Task objective:
Convert every line of the data below into a JSON list of strings, with one string per line and blank lines omitted.

Region annotation entries:
* BEGIN *
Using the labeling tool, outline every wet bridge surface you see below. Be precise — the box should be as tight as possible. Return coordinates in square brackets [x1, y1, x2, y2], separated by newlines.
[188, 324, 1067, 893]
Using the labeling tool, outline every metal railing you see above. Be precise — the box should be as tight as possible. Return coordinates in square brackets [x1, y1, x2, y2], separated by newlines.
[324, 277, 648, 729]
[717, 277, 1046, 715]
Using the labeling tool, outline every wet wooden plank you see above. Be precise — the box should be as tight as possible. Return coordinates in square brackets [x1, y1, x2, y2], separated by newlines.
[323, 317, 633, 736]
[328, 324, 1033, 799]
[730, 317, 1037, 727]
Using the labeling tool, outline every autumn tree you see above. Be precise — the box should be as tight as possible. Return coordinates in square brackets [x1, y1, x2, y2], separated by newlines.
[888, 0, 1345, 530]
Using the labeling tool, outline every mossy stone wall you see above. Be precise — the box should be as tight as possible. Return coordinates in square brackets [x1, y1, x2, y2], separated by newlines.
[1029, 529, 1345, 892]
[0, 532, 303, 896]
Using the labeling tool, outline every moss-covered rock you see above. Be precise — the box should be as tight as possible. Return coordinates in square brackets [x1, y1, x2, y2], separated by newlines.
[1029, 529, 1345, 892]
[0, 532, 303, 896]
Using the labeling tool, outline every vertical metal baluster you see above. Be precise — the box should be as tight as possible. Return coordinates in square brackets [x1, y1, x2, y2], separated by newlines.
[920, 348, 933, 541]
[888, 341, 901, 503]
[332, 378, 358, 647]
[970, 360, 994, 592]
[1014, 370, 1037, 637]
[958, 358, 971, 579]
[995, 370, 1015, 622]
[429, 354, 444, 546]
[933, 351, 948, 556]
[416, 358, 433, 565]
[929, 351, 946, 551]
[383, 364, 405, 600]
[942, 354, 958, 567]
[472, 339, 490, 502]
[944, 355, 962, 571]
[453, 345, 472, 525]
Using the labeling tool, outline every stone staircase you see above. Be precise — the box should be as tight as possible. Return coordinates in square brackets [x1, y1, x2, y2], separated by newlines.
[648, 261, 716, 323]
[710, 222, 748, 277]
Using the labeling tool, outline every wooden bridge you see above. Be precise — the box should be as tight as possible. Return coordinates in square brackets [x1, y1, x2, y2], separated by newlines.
* END *
Worked answer:
[
  "Using the labeling tool, outline every wet bridge surface you see below. Be precise — the box should be as tight as possible. Return coordinates in square brackets [x1, y1, x2, y2], separated by newlines.",
  "[188, 324, 1067, 893]",
  "Using the labeling tool, outline every metal railing you see above. Be precise — the box should be as tight as possible. Return coordinates in square brackets [x1, y1, x2, y2], separated by newlines.",
  "[324, 277, 648, 729]",
  "[717, 277, 1046, 715]",
  "Using the labeling tool, outline every wet wooden plank you see above. Be precise — the box should be as tight as possible. Return coordinates in square brackets [x1, y1, x2, y2], separated by newlines.",
  "[323, 317, 633, 736]",
  "[328, 324, 1033, 799]",
  "[730, 317, 1037, 727]",
  "Using the labeling tool, outline every autumn tree you see above. Be precise — the box should be as tight as possible. Return coordinates in square brackets [x1, y1, x2, y2], separated by newlines.",
  "[888, 0, 1345, 530]",
  "Using the labeling tool, outline every mossy stone wall you see above. Be precise — the box should be as tight as possible. Return coordinates in square brackets [x1, y1, x2, y2], separated by newlines.",
  "[1029, 529, 1345, 892]",
  "[0, 532, 303, 896]",
  "Using the labeling tool, outline every moss-covered rock you see above. Be precise — the box should be as tight as possible. Return coordinates in square brackets [x1, y1, x2, y2], separated by newlines.",
  "[1029, 529, 1345, 892]",
  "[0, 532, 303, 896]",
  "Using the labeling tool, outline every vertical metal baluster you see above. Be precise — the box should be as tight as possible. Return coordinates in square brackets [x1, y1, x2, y2], separated by newlines.",
  "[920, 348, 933, 541]",
  "[888, 341, 901, 503]",
  "[332, 378, 358, 647]",
  "[970, 360, 994, 592]",
  "[1014, 370, 1037, 637]",
  "[958, 358, 971, 579]",
  "[995, 370, 1015, 622]",
  "[429, 354, 444, 546]",
  "[933, 351, 948, 556]",
  "[416, 358, 433, 565]",
  "[929, 351, 946, 551]",
  "[383, 364, 405, 600]",
  "[942, 354, 958, 567]",
  "[472, 339, 490, 502]",
  "[944, 355, 962, 571]",
  "[453, 345, 472, 525]",
  "Using the labeling tool, outline every stone staircase you see above. Be precise — the box should be as tight as possible. Return coordinates in square brackets [x1, y1, x2, y2], separated by newlines.",
  "[648, 261, 716, 323]",
  "[710, 222, 748, 277]",
  "Using the labeling tool, outline every wooden bridge you see above. Be precise — the box should be as tight as possible. Return coordinates in square brackets [x1, y1, x2, y2], separated by newlines."
]